#### THINGS TO DO:
1. Summarize the forum thread in two sentences.
2. Write out the part of the forum thread starting with "for(int i = 0;" and going on through "Very, very nice!", renaming "NUM_LEDS" to "LED_COUNT".

#### EXTRACT:

For folks who raise questions about the overhead of C++ vs.

Daniel_Garcia · December 10, 2015, 2:17am

For folks who raise questions about the overhead of C++ vs. C - check this out. While doing timing testing and tweaking for the CRGBSet stuff, I added support for C++11 style ranged loops - and I discovered that they were faster! For example - this code:

for( CRGB & pixel : leds) { pixel = CRGB::Black; }

runs about 10-20% faster on AVR than this code:

for(int i = 0; i < NUM_LEDS; i++ ) { leds[i] = CRGB::Black; }

(10% faster if NUM_LEDS is less than 255, 20% faster if NUM_LEDS is over 255. Bonus points to folks that can tell me why (I already know and @Mark_Kriegsman I suspect you do too :))

Some good stuff coming down the line (Also, I’ve changed how i’m referring to these things internally to PixelSets - mostly because RGB pixels aren’t going to be the only types of pixels supported before long)

Mark_Kriegsman · December 10, 2015, 2:27am

This is GREAT. I’m loving the new compact, simple syntax for doing the thing that we do ALL the time: loop over pixels… Just great. And the performance increase? Very, very nice!

Jarrod_Wagner · December 10, 2015, 3:35am

What a coincidence, I just finished the chapter in C++ primer on iterators and range loops!

No idea why a byte value would run faster though…

That’s a bit (8 to be precise) over my head!

Any tests on an ARM platform?

marmil · December 10, 2015, 3:41am

I don’t understand (yet) how the C++11 style loops work, but I do know that a 10% or 20% speed improvement is a very nice bonus.

Any link suggestions for where to learn the basics of this style loop would be welcome. Because 10%!

Daniel_Garcia · December 10, 2015, 4:09am

So - to be clear, this is 10-20% over what is a mostly empty loop (foo = CRGB::Black basically just copies 3 zeros - if you’re doing a whole lot of work inside of the loop, you probably won’t see a whole lot of increase. (Also the performance difference has as much to do with me tweaking the internals of CRGBSet and its iterators, it used to be 70% slower than the regular C loop).

#### DATA SECTION:
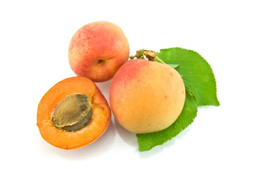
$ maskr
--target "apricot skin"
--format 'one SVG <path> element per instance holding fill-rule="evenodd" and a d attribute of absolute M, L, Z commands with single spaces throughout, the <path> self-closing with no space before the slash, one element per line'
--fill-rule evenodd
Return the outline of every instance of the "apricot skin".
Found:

#### SOLUTIONS BY TASK:
1. While adding support for C++11-style ranged loops to CRGBSet, Daniel_Garcia found that setting every pixel to black with a ranged loop runs about 10-20% faster on AVR than an indexed loop over NUM_LEDS. Other posters welcome the compact syntax and the speed gain, and Daniel_Garcia clarifies that the gain is measured over a mostly empty loop and comes partly from tweaks to the internals of CRGBSet and its iterators.

2.
for(int i = 0; i < LED_COUNT; i++ ) { leds[i] = CRGB::Black; }

(10% faster if LED_COUNT is less than 255, 20% faster if LED_COUNT is over 255. Bonus points to folks that can tell me why (I already know and @Mark_Kriegsman I suspect you do too :))

Some good stuff coming down the line (Also, I’ve changed how i’m referring to these things internally to PixelSets - mostly because RGB pixels aren’t going to be the only types of pixels supported before long)

Mark_Kriegsman · December 10, 2015, 2:27am

This is GREAT. I’m loving the new compact, simple syntax for doing the thing that we do ALL the time: loop over pixels… Just great. And the performance increase? Very, very nice!